## EXERCISE DESCRIPTION
Print the range of lines that opens with the line containing "# test: locate the conifer" and closes with the last line of the listing. Include both ends; print nothing more.

Data listing

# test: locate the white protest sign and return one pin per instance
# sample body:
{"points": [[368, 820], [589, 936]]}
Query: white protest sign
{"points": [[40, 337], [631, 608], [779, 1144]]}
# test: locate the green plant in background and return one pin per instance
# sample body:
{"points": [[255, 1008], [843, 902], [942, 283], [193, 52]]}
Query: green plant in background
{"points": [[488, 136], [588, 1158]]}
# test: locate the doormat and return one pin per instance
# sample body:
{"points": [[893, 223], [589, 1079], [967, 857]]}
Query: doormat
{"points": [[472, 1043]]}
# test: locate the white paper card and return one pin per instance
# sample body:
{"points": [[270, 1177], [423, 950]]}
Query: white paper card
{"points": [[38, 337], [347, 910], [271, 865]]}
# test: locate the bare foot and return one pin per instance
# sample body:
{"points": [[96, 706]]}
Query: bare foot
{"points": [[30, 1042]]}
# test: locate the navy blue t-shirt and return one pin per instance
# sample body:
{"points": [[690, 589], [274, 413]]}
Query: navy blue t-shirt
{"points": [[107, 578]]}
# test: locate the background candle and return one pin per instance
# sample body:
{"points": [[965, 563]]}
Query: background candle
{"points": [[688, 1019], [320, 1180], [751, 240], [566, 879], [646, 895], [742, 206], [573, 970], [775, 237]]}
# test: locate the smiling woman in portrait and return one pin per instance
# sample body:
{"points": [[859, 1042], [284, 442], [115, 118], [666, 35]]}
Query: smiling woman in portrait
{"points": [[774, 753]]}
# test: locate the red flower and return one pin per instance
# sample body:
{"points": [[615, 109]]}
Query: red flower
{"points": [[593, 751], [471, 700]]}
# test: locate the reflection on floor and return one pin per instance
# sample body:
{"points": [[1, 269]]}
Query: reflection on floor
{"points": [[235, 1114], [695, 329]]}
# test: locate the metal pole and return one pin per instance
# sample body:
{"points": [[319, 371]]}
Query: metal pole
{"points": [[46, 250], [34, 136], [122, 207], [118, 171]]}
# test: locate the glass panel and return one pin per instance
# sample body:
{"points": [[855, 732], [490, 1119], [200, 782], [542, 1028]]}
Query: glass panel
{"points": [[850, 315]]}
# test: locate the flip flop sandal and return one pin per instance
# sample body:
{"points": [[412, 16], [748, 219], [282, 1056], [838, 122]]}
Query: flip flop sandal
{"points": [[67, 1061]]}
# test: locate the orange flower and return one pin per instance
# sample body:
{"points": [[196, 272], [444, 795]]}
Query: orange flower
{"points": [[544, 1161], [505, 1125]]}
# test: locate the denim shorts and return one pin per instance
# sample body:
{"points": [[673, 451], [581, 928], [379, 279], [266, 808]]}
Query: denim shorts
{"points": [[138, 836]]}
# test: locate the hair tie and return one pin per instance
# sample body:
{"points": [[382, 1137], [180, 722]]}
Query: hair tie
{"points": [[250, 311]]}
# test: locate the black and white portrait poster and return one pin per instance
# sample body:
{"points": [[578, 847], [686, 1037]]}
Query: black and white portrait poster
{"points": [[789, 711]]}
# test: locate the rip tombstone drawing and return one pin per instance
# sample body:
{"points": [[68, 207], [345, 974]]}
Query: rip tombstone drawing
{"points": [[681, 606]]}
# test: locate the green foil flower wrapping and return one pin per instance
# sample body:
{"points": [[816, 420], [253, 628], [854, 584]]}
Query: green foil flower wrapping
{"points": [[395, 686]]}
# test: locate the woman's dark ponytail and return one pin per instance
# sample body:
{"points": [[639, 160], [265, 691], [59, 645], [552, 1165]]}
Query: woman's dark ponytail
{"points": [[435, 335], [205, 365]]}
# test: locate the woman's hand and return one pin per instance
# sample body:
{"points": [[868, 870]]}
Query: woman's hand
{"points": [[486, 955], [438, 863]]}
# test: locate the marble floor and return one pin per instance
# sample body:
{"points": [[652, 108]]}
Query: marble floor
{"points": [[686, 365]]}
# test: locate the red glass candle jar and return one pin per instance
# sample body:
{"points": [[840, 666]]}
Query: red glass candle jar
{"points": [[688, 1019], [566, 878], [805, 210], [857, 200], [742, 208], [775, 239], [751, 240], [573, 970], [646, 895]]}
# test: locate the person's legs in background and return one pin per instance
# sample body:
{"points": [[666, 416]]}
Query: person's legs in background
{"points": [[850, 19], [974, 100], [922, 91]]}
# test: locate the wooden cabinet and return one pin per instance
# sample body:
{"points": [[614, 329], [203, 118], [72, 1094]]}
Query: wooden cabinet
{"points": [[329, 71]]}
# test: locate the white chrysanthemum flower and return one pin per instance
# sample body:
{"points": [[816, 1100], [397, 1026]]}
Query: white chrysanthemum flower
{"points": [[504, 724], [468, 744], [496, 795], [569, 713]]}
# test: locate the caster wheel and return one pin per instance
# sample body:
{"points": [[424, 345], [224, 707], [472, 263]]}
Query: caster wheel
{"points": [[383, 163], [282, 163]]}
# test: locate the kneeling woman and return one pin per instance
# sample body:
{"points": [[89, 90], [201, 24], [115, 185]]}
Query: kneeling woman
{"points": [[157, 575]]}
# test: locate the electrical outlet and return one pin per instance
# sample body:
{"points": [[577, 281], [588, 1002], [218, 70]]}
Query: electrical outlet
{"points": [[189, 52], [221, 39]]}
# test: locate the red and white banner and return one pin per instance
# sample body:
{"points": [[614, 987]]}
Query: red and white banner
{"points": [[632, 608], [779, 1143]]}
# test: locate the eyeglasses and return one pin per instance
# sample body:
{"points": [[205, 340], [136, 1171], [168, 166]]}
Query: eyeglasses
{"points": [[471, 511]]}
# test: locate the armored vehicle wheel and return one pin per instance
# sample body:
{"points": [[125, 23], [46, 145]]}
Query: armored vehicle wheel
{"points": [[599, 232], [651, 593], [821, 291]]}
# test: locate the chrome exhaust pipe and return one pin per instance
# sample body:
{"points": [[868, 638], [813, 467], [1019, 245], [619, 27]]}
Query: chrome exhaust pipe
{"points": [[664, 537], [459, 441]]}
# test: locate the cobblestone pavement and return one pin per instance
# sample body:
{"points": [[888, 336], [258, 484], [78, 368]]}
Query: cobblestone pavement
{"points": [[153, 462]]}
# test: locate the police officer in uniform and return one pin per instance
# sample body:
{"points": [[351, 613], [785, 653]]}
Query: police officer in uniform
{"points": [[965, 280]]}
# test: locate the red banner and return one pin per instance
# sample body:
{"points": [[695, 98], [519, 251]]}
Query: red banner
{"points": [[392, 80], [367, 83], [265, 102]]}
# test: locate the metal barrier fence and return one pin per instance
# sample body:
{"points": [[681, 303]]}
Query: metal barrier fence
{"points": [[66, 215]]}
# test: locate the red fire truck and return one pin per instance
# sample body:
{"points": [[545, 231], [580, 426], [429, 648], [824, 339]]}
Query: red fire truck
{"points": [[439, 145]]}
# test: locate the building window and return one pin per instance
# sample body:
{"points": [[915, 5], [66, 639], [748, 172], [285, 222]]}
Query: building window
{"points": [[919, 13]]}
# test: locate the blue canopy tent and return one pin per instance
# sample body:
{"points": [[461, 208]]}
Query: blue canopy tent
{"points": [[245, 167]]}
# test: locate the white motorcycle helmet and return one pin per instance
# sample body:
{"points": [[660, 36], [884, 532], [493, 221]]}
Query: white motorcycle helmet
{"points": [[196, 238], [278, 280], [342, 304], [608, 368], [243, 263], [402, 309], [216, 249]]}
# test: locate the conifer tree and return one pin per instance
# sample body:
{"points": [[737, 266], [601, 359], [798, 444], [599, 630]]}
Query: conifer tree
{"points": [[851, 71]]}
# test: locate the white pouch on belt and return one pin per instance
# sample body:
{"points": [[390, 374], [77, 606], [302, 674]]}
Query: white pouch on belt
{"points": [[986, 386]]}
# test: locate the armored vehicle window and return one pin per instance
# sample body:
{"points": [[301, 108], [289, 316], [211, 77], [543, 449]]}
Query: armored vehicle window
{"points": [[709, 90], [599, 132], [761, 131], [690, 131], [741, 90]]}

## ANSWER FOR THIS EXERCISE
# test: locate the conifer tree and return one pin per instance
# sample body:
{"points": [[737, 266], [601, 359], [798, 444], [599, 630]]}
Query: conifer tree
{"points": [[851, 71]]}
# test: locate the white pouch on belt and return one pin per instance
# sample body:
{"points": [[390, 374], [77, 606], [302, 674]]}
Query: white pouch on belt
{"points": [[986, 386]]}
# test: locate the armored vehicle window and return one pin per instance
# sample body:
{"points": [[301, 108], [289, 316], [211, 77], [543, 449]]}
Query: armored vehicle window
{"points": [[709, 90], [599, 132], [761, 131], [690, 131], [741, 90]]}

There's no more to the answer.